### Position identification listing
────────────────────────────────────────
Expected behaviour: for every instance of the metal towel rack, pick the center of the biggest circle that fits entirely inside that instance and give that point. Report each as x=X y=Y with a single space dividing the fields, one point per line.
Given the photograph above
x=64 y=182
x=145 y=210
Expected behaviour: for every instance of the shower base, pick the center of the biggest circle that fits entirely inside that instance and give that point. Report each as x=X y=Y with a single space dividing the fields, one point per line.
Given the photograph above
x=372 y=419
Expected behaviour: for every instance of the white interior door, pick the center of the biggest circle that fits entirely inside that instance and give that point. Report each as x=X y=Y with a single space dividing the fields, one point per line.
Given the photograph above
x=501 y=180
────────────────────────────────────────
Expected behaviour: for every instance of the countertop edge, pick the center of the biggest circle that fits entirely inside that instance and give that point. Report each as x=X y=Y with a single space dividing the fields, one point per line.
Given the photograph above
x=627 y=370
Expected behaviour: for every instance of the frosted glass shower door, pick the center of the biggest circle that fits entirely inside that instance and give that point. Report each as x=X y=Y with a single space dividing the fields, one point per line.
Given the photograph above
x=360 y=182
────────────────────────────────────────
Please state how many lines of the listing above contain the string "door", treating uppercase and lowercase as different, and give only the number.

### EXERCISE SOLUTION
2